**Dataset records:**
******************************
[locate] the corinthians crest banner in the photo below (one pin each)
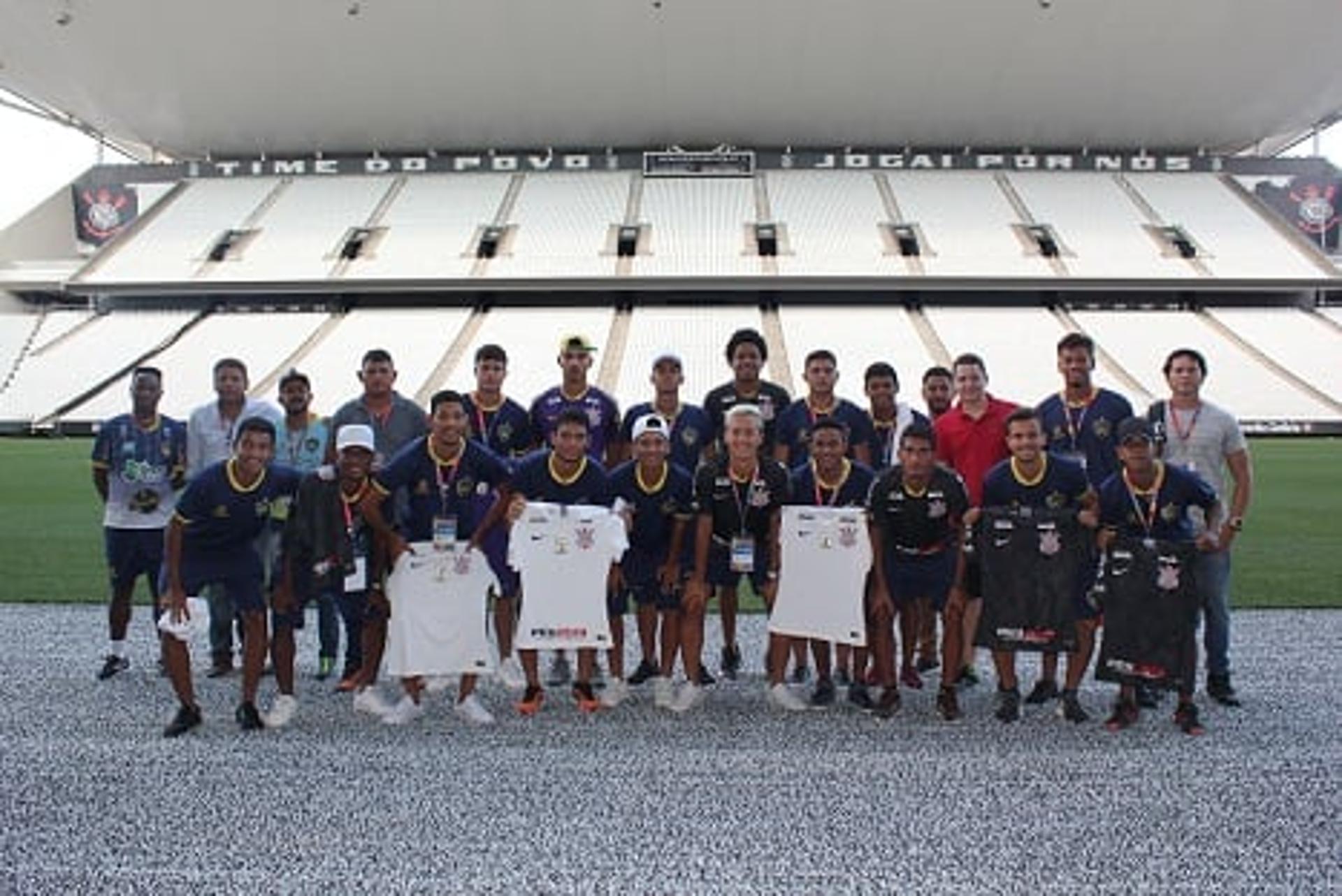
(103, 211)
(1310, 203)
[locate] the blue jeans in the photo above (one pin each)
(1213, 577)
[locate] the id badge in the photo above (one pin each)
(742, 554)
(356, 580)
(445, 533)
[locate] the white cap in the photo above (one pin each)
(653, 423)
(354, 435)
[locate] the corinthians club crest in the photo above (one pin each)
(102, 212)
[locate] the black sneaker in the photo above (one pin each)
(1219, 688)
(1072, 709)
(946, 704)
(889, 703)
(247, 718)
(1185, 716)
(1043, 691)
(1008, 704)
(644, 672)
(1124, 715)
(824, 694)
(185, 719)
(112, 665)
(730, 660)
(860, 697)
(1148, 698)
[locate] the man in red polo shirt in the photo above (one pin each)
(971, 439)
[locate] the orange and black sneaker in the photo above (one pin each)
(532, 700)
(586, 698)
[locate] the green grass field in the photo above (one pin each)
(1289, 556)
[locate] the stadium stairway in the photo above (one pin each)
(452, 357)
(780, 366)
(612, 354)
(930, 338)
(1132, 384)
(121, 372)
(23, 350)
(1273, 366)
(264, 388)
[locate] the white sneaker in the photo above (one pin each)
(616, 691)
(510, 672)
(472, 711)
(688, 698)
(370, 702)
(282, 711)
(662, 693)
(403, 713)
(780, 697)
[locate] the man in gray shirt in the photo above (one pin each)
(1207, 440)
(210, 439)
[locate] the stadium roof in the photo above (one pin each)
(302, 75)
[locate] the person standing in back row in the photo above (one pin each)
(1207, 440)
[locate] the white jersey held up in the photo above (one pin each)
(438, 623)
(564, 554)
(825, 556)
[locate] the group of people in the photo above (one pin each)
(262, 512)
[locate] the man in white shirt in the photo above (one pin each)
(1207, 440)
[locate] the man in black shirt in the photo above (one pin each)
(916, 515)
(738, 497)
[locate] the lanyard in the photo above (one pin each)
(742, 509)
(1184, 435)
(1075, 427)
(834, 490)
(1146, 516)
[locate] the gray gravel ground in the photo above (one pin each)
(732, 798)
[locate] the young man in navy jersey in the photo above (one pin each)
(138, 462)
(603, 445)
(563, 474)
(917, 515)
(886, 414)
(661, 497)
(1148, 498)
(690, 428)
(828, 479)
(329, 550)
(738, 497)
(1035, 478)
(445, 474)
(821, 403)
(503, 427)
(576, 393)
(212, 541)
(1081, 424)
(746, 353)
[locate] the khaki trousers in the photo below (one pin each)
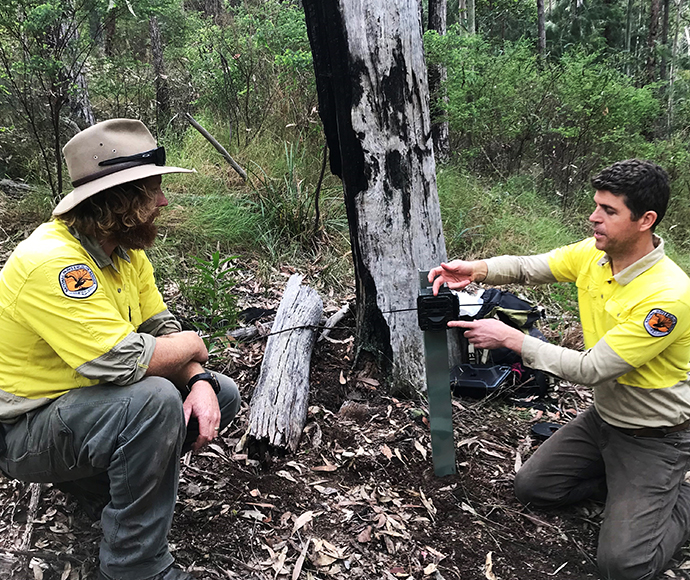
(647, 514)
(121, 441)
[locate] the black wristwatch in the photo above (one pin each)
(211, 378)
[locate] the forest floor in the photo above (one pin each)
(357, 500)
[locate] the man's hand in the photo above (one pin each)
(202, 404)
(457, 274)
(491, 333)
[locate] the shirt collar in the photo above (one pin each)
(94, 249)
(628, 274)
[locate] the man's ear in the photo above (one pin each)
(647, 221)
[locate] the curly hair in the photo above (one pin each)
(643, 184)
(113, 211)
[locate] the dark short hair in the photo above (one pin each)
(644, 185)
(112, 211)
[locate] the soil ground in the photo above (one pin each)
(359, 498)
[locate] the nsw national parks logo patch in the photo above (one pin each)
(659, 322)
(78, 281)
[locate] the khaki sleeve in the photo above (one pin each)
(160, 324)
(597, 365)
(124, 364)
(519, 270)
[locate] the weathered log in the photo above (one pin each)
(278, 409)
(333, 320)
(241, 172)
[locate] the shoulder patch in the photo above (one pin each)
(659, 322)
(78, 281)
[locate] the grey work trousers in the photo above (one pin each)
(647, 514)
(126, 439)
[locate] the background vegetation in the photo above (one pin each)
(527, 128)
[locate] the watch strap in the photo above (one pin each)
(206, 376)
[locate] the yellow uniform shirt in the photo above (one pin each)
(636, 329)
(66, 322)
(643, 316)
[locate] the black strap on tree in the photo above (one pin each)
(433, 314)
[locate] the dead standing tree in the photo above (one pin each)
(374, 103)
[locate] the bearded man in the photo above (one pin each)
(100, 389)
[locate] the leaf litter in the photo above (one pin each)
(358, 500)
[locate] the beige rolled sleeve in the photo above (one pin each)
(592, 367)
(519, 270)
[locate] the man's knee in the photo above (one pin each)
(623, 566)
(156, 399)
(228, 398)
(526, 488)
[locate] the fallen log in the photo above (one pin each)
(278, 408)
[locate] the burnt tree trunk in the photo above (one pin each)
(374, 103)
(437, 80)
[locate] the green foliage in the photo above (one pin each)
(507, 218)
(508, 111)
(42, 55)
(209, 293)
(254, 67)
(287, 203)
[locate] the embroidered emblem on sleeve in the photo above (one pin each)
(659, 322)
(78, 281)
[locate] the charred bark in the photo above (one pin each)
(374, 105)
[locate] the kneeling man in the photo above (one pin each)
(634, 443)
******************************
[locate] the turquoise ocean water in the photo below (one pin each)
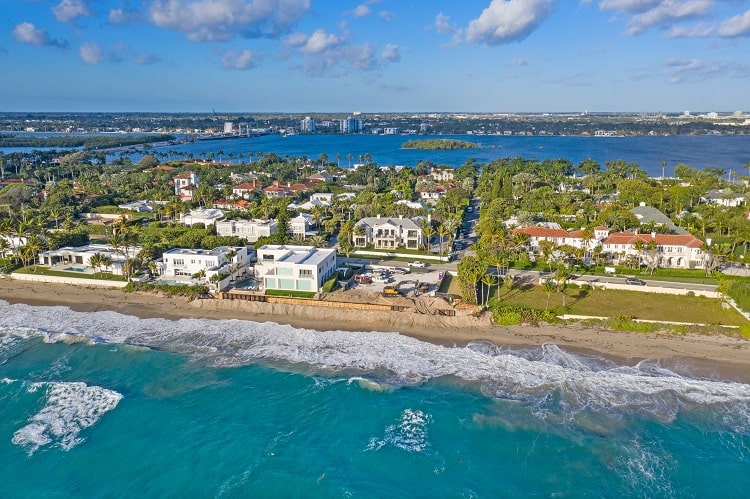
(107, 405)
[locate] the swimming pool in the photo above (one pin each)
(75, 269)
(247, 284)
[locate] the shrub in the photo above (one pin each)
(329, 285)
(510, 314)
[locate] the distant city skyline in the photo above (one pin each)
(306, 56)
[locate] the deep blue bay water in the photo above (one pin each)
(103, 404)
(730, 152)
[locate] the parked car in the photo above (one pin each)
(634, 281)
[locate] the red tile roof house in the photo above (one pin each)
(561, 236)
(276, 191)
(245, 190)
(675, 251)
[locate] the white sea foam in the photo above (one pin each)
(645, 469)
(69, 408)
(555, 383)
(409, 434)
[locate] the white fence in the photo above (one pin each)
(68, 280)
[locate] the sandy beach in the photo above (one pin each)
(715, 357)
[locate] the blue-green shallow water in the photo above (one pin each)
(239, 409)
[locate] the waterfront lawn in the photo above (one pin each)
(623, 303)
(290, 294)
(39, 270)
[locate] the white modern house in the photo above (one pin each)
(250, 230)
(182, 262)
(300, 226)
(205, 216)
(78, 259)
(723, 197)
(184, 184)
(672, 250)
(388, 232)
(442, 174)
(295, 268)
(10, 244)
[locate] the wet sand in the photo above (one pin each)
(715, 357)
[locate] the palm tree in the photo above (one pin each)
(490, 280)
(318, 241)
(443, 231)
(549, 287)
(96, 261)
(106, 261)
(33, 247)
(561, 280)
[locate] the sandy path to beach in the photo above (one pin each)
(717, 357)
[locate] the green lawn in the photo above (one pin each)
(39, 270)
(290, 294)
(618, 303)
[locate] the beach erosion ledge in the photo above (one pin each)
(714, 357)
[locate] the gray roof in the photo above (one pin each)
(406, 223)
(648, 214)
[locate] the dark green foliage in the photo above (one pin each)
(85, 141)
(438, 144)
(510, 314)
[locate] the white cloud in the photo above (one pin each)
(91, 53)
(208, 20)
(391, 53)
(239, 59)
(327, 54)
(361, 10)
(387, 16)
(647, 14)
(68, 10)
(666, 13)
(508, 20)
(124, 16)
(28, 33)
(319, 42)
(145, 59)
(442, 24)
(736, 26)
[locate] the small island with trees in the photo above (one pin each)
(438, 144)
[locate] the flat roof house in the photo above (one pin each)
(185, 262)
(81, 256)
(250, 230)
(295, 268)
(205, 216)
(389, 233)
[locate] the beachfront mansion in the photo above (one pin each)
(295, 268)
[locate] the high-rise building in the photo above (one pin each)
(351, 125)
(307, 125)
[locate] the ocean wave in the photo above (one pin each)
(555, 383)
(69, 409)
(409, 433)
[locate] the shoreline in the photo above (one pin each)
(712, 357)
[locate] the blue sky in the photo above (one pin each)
******************************
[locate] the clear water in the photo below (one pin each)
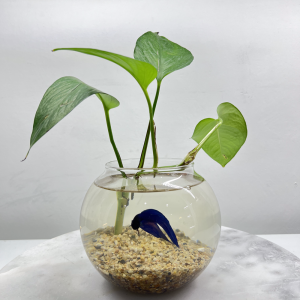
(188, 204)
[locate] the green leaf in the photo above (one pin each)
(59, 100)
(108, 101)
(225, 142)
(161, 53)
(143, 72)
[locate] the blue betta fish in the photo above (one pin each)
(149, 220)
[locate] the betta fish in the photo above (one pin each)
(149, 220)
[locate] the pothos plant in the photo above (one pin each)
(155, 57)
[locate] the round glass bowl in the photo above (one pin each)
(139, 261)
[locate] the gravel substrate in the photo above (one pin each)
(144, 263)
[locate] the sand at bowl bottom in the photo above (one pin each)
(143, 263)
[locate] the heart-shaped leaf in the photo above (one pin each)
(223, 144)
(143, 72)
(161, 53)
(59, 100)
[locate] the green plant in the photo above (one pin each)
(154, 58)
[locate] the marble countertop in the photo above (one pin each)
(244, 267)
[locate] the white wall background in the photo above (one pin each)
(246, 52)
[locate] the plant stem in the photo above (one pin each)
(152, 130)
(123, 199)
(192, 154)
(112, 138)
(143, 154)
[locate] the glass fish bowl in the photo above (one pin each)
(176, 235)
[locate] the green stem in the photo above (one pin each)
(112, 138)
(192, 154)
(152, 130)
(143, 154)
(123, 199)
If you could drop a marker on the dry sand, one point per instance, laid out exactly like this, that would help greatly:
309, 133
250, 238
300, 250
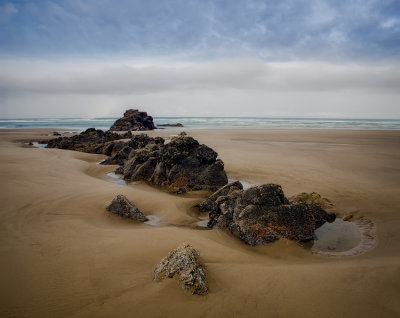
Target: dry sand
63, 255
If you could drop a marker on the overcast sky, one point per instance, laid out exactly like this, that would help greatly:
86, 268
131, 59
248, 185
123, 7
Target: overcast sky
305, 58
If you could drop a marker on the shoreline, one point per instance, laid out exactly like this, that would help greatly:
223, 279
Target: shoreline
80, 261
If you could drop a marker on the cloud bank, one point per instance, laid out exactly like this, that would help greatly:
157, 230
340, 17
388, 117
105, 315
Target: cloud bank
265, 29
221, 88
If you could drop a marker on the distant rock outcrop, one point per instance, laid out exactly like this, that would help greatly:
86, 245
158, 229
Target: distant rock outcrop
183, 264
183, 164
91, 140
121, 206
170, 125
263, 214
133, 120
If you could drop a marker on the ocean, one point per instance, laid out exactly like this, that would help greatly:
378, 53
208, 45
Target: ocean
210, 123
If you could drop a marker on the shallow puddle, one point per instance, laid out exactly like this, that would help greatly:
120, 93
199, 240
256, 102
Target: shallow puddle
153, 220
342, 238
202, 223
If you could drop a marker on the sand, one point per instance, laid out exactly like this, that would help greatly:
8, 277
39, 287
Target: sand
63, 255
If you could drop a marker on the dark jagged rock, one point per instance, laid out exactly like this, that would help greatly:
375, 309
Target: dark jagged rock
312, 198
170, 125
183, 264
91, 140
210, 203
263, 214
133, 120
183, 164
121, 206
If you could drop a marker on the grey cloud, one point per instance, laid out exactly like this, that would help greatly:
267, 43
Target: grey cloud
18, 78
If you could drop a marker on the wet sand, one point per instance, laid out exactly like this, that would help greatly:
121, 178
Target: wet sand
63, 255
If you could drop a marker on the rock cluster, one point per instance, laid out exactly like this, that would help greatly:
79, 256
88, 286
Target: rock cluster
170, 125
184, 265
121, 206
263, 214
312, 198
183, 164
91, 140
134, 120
******************************
What is needed is a verbatim copy of every line in the records above from the one containing "[locate] the shoreline" down to the one containing "[locate] the blue sky", both included, and nothing more.

**ANSWER FOR THE TASK:**
[locate] the shoreline in the photo above (one pin each)
(712, 357)
[locate] the blue sky in the photo above (one pin each)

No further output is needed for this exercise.